#### THE TASK
From the records below, pull out every line that contains the word "white" and copy each one in full.

#### THE INPUT

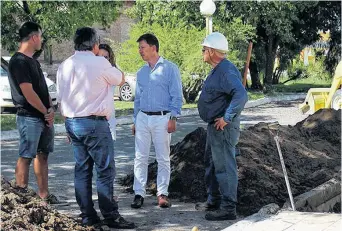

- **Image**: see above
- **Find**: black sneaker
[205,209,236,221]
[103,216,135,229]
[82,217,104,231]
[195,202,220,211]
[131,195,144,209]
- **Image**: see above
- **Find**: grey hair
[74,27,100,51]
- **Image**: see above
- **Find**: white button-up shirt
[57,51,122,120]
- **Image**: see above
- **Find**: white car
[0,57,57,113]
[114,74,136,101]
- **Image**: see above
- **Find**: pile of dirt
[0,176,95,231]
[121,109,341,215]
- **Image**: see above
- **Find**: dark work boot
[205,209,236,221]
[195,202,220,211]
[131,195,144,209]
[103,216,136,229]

--

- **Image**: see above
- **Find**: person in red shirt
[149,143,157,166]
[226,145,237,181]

==

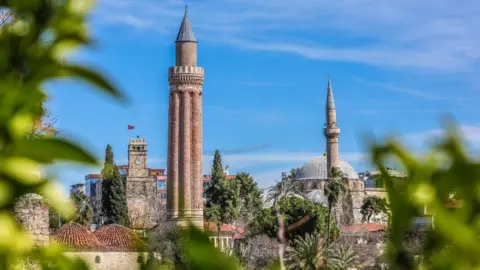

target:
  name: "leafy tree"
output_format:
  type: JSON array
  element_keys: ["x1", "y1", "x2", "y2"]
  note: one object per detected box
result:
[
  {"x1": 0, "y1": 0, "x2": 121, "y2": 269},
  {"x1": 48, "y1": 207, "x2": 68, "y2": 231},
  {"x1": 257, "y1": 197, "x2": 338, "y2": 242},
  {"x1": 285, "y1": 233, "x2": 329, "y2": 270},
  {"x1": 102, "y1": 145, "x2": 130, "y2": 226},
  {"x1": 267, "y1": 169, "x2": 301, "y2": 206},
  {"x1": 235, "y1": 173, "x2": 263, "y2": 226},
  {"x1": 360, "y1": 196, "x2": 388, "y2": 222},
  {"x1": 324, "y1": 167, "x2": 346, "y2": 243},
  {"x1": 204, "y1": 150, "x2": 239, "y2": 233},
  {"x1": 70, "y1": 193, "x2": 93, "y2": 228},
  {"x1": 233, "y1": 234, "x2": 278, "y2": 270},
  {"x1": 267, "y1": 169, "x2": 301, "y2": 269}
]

#### EXERCISE OUTPUT
- **Find**: white button-up shirt
- **Find**: white car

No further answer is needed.